= WHAT TO WORK ON =
Count the lines in the listing below that contain the string "water". Reply with the number only.

Coordinate labeling data:
-=-=-

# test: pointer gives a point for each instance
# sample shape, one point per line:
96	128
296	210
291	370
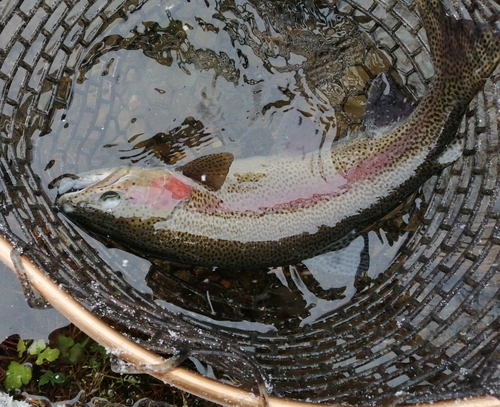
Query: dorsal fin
209	170
386	105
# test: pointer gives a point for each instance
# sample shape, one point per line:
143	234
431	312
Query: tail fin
461	49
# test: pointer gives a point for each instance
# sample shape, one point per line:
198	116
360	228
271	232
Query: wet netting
94	84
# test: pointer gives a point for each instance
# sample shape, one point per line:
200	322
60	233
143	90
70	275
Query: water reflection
253	78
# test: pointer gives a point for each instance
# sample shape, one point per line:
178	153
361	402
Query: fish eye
110	199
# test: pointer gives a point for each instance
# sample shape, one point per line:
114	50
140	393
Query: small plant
71	362
18	374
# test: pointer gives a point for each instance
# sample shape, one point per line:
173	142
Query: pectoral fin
210	170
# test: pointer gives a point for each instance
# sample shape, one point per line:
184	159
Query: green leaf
36	347
21	347
45	378
50	377
75	352
48	354
95	347
64	343
58	378
16	376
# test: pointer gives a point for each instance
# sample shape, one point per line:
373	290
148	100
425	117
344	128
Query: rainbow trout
271	211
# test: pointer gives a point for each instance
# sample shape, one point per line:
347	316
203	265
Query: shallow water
177	81
167	83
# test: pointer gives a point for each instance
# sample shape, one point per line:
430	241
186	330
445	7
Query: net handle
179	377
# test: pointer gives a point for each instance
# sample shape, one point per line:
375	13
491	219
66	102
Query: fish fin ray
386	104
209	170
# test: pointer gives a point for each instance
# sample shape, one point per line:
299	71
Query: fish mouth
68	186
69	183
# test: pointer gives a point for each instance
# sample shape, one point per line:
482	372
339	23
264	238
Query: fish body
270	211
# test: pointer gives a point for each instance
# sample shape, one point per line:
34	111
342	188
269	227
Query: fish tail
464	53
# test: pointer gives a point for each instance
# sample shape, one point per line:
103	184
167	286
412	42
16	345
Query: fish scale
271	211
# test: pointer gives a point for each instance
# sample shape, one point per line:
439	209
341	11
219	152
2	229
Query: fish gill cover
408	311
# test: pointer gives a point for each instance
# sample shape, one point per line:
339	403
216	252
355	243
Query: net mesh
426	329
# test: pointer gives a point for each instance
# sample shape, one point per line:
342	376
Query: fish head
121	199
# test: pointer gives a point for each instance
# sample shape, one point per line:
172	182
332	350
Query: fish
267	211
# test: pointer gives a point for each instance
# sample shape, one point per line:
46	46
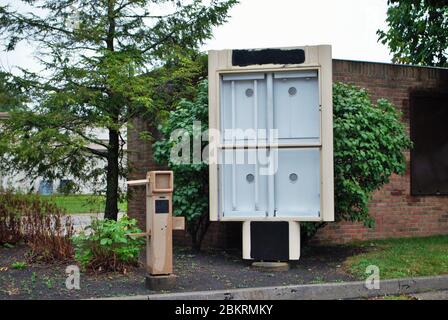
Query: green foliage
369	141
19	265
11	96
190	180
99	72
106	246
417	32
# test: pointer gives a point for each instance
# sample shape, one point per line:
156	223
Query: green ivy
106	245
369	141
190	198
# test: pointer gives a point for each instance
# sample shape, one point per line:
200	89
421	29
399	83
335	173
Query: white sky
348	25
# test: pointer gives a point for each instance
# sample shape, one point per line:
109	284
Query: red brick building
397	212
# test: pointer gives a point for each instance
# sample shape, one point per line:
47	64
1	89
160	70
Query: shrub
190	197
369	145
40	224
106	246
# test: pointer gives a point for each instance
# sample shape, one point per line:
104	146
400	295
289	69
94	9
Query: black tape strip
244	58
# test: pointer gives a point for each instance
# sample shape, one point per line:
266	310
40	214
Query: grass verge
82	203
400	258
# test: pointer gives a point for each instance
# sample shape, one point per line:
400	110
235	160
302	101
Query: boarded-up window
429	132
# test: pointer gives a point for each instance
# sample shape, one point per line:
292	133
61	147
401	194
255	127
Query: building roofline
392	64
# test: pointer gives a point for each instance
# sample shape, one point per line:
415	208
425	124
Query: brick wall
396	212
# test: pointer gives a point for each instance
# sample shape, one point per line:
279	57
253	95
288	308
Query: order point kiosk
272	164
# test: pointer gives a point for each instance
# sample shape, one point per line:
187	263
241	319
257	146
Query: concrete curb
327	291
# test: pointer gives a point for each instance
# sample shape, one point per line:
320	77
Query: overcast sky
348	25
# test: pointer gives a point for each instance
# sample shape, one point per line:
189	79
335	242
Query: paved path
434	295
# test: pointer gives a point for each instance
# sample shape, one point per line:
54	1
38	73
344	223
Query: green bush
106	246
369	141
190	197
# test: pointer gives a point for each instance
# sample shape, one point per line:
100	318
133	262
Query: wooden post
159	228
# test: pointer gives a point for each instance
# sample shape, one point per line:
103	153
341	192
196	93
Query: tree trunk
111	211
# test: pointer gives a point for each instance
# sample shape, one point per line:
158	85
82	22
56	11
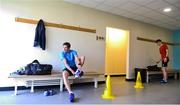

-=-=-

= FULL ANSWER =
2